-- Begin Given entries --

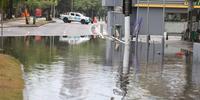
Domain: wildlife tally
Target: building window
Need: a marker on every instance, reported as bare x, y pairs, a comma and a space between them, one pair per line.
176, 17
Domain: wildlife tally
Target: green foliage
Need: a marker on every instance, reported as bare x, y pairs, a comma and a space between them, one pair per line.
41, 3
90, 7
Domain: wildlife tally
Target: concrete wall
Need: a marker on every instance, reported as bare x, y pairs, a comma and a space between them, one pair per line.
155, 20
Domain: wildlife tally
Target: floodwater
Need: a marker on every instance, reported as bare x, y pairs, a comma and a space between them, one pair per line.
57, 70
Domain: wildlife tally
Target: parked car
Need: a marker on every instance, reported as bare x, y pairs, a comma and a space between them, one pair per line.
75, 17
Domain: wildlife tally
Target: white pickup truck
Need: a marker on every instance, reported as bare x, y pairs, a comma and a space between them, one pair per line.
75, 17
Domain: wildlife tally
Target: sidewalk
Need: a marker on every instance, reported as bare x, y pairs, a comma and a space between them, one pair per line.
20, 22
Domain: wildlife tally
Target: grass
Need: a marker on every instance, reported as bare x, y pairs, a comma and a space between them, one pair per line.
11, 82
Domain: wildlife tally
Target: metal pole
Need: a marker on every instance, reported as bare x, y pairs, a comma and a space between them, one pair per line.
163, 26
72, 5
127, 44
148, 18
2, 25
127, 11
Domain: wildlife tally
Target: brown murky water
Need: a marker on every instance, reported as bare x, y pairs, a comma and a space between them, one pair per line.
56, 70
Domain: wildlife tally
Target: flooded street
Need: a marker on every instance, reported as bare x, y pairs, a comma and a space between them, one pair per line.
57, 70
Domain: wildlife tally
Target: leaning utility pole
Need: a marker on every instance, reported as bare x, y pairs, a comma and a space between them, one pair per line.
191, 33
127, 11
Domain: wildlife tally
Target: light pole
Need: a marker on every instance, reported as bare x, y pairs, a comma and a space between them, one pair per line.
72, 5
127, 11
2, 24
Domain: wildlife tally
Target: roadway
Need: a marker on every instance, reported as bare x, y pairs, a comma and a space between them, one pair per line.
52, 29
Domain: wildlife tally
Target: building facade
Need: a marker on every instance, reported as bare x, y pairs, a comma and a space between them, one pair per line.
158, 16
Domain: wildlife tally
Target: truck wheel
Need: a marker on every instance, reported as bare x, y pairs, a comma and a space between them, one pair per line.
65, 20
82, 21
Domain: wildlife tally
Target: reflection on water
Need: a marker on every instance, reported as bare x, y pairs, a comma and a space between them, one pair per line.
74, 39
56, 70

-- End Given entries --

Find each line in the data above that contains the word "building", and copy those lines out in full. Treat the match as case-sensitive.

--- Solution for this problem ---
Target: building window
Target: building facade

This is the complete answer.